• Work to be completed:
Locate each line in the data below that contains the word "grille", and copy those lines out in full.

• Records provided:
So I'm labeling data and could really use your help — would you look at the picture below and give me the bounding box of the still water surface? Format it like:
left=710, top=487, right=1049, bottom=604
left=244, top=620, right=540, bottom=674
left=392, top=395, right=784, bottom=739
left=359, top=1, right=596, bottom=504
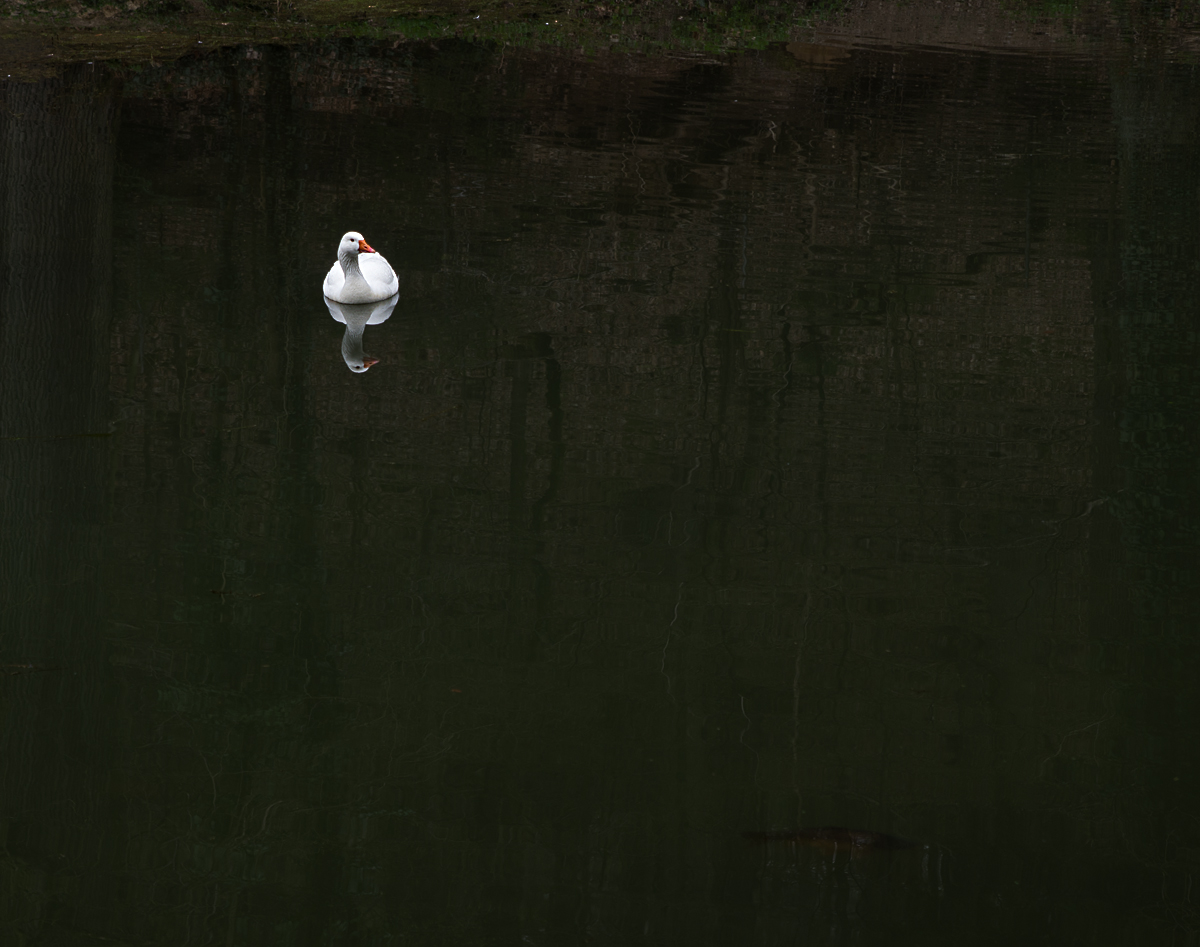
left=0, top=35, right=1200, bottom=947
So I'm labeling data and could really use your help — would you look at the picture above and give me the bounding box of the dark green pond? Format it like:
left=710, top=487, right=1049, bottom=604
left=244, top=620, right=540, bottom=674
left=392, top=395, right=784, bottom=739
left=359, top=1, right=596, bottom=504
left=0, top=35, right=1200, bottom=947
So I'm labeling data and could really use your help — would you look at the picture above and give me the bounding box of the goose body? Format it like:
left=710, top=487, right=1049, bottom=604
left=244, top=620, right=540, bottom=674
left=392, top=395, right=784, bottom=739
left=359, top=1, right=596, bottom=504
left=325, top=295, right=398, bottom=372
left=322, top=230, right=400, bottom=305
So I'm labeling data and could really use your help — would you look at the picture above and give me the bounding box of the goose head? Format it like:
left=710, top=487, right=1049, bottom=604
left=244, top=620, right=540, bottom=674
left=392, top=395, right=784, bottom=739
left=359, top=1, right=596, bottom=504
left=337, top=230, right=376, bottom=264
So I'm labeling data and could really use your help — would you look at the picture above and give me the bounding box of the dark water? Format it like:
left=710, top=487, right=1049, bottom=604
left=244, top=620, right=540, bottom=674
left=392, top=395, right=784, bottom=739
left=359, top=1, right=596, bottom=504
left=0, top=35, right=1200, bottom=947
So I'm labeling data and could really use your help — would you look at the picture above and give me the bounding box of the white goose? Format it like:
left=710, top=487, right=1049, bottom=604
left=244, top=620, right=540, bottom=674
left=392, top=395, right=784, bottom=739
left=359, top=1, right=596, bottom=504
left=325, top=295, right=400, bottom=372
left=323, top=230, right=400, bottom=305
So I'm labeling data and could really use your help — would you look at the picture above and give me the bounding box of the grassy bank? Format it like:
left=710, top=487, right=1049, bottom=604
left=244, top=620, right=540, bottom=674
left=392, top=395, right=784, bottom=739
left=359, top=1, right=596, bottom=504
left=0, top=0, right=1200, bottom=78
left=0, top=0, right=841, bottom=72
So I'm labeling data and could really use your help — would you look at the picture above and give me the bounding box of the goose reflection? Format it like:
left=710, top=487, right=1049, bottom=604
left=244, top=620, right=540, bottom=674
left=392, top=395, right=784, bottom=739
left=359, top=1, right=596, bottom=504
left=325, top=293, right=400, bottom=372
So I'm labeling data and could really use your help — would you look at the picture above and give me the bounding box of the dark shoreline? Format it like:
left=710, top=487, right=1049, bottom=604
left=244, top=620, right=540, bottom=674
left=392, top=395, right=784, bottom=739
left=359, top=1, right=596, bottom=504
left=7, top=0, right=1200, bottom=78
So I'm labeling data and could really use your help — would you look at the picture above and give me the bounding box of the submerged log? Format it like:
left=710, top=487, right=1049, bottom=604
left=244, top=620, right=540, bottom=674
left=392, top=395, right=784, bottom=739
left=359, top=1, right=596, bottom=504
left=742, top=826, right=917, bottom=852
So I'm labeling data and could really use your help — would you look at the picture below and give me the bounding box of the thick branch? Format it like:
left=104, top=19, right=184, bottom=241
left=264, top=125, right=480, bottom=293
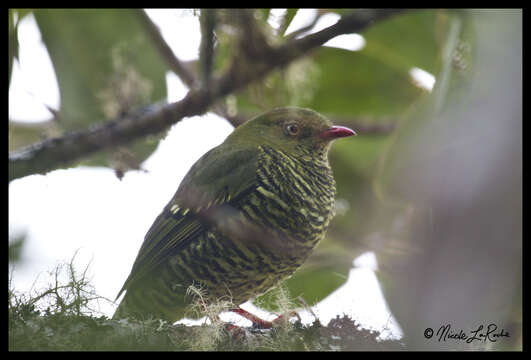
left=9, top=10, right=406, bottom=181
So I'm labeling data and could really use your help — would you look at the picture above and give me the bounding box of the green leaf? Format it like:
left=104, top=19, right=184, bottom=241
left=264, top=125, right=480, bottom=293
left=35, top=9, right=168, bottom=169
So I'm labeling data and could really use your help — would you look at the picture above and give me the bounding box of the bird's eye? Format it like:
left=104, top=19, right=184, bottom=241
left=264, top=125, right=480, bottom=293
left=286, top=124, right=299, bottom=136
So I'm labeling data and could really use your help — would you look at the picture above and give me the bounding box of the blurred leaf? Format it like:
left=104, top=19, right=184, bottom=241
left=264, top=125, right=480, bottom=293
left=362, top=10, right=448, bottom=74
left=278, top=9, right=299, bottom=35
left=8, top=232, right=26, bottom=263
left=35, top=9, right=168, bottom=170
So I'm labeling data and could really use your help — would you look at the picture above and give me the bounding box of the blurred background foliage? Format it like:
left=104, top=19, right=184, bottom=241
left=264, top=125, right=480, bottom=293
left=9, top=9, right=521, bottom=348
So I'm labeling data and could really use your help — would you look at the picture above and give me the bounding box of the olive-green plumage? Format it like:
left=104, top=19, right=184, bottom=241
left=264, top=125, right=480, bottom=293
left=114, top=107, right=354, bottom=321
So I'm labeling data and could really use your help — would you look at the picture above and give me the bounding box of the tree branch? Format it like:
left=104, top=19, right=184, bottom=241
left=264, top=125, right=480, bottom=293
left=9, top=9, right=406, bottom=181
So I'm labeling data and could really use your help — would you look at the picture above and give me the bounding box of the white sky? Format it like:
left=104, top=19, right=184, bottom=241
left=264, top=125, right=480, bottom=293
left=9, top=9, right=408, bottom=336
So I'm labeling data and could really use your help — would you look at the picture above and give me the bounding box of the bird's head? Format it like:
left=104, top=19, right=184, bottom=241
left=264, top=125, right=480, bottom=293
left=227, top=107, right=356, bottom=155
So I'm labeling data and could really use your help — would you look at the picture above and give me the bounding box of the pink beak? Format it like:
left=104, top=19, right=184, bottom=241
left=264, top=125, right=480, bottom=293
left=319, top=126, right=357, bottom=140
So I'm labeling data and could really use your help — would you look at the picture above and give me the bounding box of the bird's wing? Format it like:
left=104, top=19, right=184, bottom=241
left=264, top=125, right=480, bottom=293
left=116, top=146, right=258, bottom=299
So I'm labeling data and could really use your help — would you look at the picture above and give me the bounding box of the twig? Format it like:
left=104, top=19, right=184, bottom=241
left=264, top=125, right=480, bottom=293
left=9, top=9, right=406, bottom=181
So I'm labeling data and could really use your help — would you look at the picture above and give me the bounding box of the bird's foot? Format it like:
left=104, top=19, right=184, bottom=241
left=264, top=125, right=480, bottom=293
left=230, top=307, right=301, bottom=329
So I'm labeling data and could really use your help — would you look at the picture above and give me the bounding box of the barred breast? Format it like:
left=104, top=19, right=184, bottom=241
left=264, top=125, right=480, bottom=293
left=117, top=145, right=335, bottom=320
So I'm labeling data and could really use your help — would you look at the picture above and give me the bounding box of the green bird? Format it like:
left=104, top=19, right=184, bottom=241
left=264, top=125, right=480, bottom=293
left=114, top=107, right=355, bottom=325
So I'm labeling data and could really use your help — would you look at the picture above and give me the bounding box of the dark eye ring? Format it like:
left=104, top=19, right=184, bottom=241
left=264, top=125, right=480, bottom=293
left=286, top=124, right=299, bottom=136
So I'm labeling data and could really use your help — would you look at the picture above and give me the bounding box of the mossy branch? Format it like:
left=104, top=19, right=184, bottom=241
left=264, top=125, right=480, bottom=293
left=9, top=9, right=406, bottom=181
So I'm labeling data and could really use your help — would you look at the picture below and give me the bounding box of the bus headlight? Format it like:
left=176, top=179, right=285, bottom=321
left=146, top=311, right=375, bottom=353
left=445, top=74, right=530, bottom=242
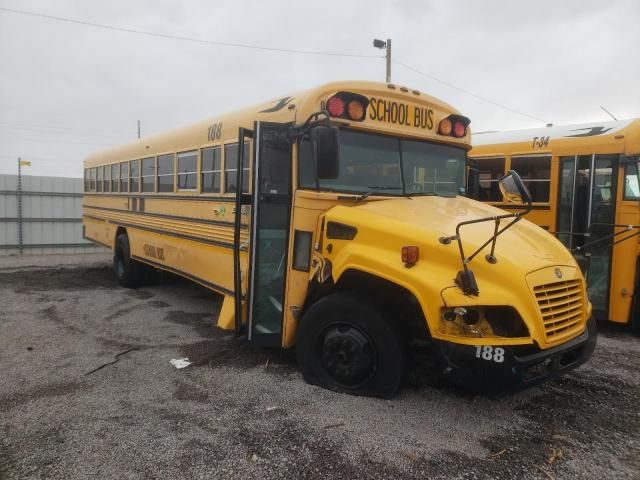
left=440, top=306, right=529, bottom=338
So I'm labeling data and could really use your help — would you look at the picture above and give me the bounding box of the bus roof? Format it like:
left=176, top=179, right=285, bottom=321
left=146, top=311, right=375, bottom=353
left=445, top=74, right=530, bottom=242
left=84, top=81, right=470, bottom=167
left=472, top=119, right=640, bottom=147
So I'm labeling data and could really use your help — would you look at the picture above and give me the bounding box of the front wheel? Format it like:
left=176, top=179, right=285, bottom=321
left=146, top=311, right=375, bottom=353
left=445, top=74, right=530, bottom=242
left=113, top=234, right=144, bottom=288
left=296, top=292, right=406, bottom=398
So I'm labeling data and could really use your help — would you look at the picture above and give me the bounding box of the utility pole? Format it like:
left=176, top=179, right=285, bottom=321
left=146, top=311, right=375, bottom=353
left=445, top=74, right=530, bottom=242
left=17, top=157, right=31, bottom=255
left=18, top=157, right=22, bottom=255
left=373, top=38, right=391, bottom=83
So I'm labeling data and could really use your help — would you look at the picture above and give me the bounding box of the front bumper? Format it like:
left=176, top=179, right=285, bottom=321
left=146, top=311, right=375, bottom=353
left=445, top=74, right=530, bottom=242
left=436, top=318, right=597, bottom=390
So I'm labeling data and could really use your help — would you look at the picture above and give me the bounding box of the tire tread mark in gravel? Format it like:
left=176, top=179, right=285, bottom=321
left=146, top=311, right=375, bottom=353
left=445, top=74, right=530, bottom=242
left=84, top=347, right=140, bottom=377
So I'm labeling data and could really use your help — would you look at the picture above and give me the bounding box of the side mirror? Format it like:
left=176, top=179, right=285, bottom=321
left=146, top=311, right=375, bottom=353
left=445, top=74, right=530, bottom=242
left=311, top=125, right=340, bottom=180
left=499, top=170, right=531, bottom=205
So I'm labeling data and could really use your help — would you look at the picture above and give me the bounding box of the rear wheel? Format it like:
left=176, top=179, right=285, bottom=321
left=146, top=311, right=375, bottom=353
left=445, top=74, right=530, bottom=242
left=113, top=233, right=144, bottom=288
left=296, top=292, right=406, bottom=398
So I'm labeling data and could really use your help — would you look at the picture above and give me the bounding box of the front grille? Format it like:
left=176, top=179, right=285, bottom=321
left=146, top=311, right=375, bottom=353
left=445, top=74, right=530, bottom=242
left=533, top=280, right=585, bottom=342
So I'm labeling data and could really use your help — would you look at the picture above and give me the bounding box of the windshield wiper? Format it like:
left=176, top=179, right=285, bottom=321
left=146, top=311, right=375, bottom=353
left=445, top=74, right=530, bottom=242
left=355, top=185, right=401, bottom=204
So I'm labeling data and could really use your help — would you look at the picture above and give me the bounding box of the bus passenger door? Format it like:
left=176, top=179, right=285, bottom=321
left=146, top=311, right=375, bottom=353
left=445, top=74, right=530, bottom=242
left=238, top=122, right=291, bottom=347
left=556, top=155, right=618, bottom=320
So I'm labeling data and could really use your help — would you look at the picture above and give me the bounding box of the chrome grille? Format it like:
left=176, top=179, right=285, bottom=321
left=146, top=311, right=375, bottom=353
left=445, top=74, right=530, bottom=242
left=533, top=280, right=585, bottom=342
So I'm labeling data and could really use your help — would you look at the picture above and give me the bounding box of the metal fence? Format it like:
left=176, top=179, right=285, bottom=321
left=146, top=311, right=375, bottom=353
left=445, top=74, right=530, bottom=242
left=0, top=175, right=104, bottom=255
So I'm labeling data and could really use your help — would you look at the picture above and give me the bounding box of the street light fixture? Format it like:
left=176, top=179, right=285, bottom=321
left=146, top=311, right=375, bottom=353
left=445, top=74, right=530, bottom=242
left=373, top=38, right=391, bottom=83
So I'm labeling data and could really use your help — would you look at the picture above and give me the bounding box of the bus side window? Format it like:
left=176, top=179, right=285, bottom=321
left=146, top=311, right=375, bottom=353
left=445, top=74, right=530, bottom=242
left=140, top=157, right=156, bottom=192
left=478, top=157, right=504, bottom=202
left=156, top=153, right=174, bottom=192
left=178, top=150, right=198, bottom=190
left=511, top=157, right=551, bottom=203
left=120, top=162, right=129, bottom=192
left=224, top=142, right=250, bottom=193
left=111, top=163, right=120, bottom=192
left=129, top=160, right=140, bottom=193
left=624, top=158, right=640, bottom=200
left=103, top=165, right=111, bottom=192
left=200, top=147, right=222, bottom=193
left=96, top=167, right=104, bottom=192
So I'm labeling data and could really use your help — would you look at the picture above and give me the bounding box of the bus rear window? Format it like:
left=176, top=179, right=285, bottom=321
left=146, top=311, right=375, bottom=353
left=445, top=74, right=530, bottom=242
left=624, top=158, right=640, bottom=200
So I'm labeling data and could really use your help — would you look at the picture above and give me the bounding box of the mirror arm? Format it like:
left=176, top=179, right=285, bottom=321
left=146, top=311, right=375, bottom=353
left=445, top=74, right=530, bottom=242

• Completed task:
So I'm labeling data and could really use your help — would you look at the picture above and give me the bounding box of the front grille? Format it like:
So I'm labeling data and could really use your help — would you look at the picture above and give me the bounding box of the chrome grille? Format it like:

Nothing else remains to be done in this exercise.